--- BEGIN Provided passage ---

I personally love Arne Brachhold’s Google XML Sitemap plugin for WordPress. I personally use it on any WordPress install I do. On larger blogs, or blogs where you’re using automated content generators (i.e. posting content in an automated way through XML-RPC) the default build mode will slow down your blog because it rebuilds the entire XML sitemap from scratch every time you create or update a post or page.
There is a second build mode this plugin supports, which is to build via a GET request. For sites that have a lot of posts or do automated posting, this is a great option. It’s possible to schedule the XML sitemap updates to happen at specific times of the day with a simple script that uses an HTTP GET request to refresh them. This will speed up posting, especially for sites that use automatically generated content. Here’s a simple php script that you can schedule via cron to update your sitemaps and send you an email when it is done. Just update the $admin_email variable to where you want the email to go and the $sitemap_link variable to whatever the XML Sitemaps plugin tells you when you change the build mode. Notethat you may need to change the link to include the wp-admin especially if you’re on WordPress mu – the link the plugin gives doesn’t work (i.e. http://myblog.com/?sm_command… to http://myblog.com/wp-admin/?sm_command…)
Here’s the script:
<?php
$admin_email='info@myblog.com';
$sitemap_link = 'http://myblog.com/?sm_command=build&sm_key=90210';
function getURIContents( $uri ) {
return file_get_contents( $uri );
}
function generateSitemap( $link ) {
$ret = '';
$result = getURIContents( $link );
if( !preg_match( '/.*DONE.*/', $result ) ) {
$ret = $result;
}
return $ret;
}
$result = generateSitemap( $sitemap_link );
if( $result != '' ) {
mail( $admin_email, 'Sitemap Generator failed:$result" );
} else {
mail( $admin_email, 'Sitemap Generator Complete',
"Completed sitemap generation." );
}
?>
If you get errors related to file_get_contents not being able to load a remote URI, just replace the above function with this, which uses libcurl and you should be ok:
function getURIContents( $uri ) {
$ch = curl_init();
curl_setopt($ch, CURLOPT_URL, $uri);
curl_setopt($ch, CURLOPT_RETURNTRANSFER, 1);
curl_setopt($ch, CURLOPT_TIMEOUT, 10);
curl_setopt($ch, CURLOPT_USERAGENT, 'IE 6 - Mozilla/4.0' );
ret = curl_exec( $ch );
if( curl_errno( $ch ) ) {
$ret = '';
} else {
curl_close( $ch );
}
return $ret;
}

--- END Provided passage ---

§ Stated task a
Gather every row that contains the string "shirt", and treat uppercase and lowercase as different.
The rows that come next have no connection to the sitemap post.

--- BEGIN Material for the task ---

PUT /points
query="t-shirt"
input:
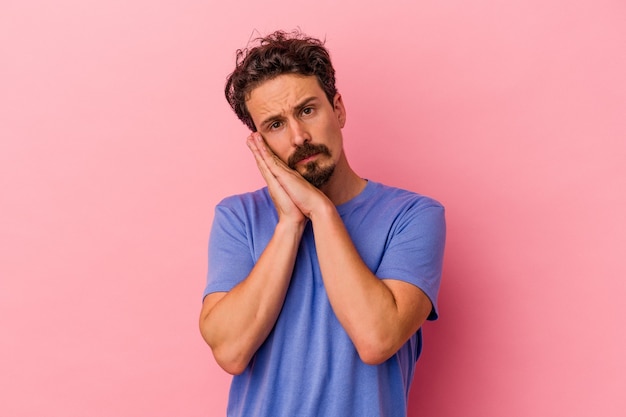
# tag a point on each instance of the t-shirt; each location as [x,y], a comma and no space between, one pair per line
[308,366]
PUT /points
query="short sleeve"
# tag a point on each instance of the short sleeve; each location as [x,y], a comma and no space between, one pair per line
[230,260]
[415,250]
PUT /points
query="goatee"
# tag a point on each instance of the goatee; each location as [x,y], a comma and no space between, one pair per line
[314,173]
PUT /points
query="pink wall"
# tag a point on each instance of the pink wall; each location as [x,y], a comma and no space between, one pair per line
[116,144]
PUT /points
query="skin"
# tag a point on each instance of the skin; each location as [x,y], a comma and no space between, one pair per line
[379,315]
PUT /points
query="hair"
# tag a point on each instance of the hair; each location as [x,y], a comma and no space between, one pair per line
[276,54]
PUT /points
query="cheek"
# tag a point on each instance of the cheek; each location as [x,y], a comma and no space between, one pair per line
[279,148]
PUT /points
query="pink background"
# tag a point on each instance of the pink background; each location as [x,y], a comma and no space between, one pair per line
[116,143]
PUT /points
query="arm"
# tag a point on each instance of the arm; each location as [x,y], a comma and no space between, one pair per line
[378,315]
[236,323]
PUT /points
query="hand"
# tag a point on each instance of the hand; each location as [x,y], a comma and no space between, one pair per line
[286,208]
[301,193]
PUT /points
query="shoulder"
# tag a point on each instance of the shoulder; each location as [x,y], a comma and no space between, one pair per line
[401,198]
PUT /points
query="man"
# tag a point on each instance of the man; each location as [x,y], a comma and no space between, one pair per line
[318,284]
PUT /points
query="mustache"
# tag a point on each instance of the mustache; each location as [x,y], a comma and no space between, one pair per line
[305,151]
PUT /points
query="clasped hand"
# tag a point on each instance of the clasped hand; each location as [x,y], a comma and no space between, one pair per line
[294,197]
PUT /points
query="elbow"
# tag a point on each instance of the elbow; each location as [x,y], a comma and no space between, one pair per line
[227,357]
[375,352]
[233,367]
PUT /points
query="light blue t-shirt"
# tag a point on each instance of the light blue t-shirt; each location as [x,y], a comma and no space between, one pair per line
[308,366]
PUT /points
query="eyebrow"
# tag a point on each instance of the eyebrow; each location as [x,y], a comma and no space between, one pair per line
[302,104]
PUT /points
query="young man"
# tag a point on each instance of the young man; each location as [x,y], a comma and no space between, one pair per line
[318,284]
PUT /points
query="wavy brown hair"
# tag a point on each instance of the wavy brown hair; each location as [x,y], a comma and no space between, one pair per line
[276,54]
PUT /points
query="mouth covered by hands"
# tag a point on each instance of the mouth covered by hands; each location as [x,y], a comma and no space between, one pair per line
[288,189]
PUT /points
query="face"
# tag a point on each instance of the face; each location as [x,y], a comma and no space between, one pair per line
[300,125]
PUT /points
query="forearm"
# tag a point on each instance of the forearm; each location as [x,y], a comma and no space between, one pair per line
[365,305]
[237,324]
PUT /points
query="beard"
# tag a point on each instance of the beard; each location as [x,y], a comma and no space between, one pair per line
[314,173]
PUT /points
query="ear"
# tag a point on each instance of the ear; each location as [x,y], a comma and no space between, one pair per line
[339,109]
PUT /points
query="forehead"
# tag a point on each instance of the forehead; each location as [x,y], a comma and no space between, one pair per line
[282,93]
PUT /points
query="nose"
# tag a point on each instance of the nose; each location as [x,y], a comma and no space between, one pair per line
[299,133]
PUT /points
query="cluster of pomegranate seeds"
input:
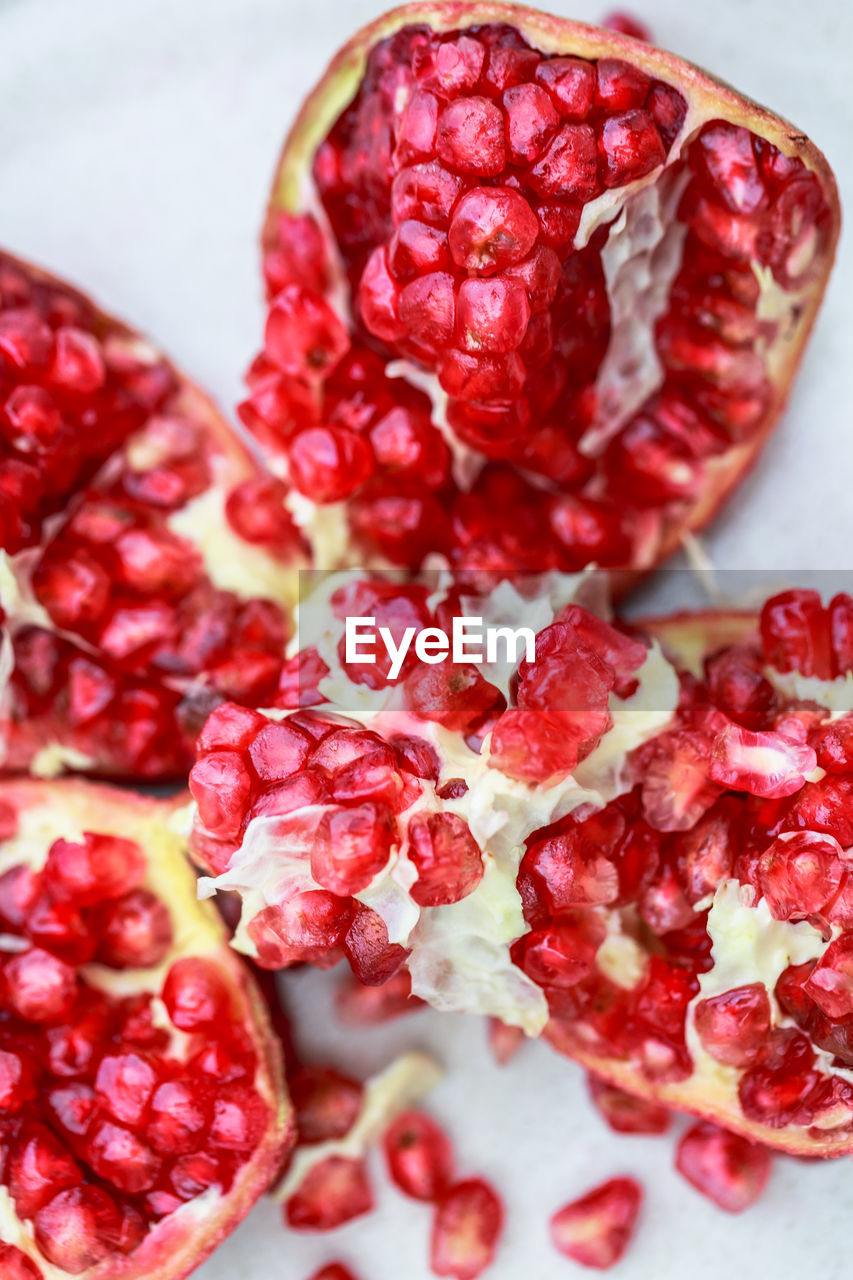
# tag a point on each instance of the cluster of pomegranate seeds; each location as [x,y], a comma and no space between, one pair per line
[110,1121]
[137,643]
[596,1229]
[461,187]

--- END Material for the task ---

§ Stated task b
Answer these questions from the sitemap post:
(i) Which variable should be updated to where the email should go?
(ii) What value does the libcurl version of the function pass for CURLOPT_TIMEOUT?
(iii) Through what is content posted in an automated way, according to the post's first paragraph?

§ Final result a
query="t-shirt"
# tag a point on each instance of the t-shirt; each location as [x,y], a comma and no space between, one pair per line
query="light blue t-shirt"
# tag a point on each instance of the light blue t-shirt; each location as [x,y], a comma and no space between, one pair per line

§ Final result b
(i) $admin_email
(ii) 10
(iii) XML-RPC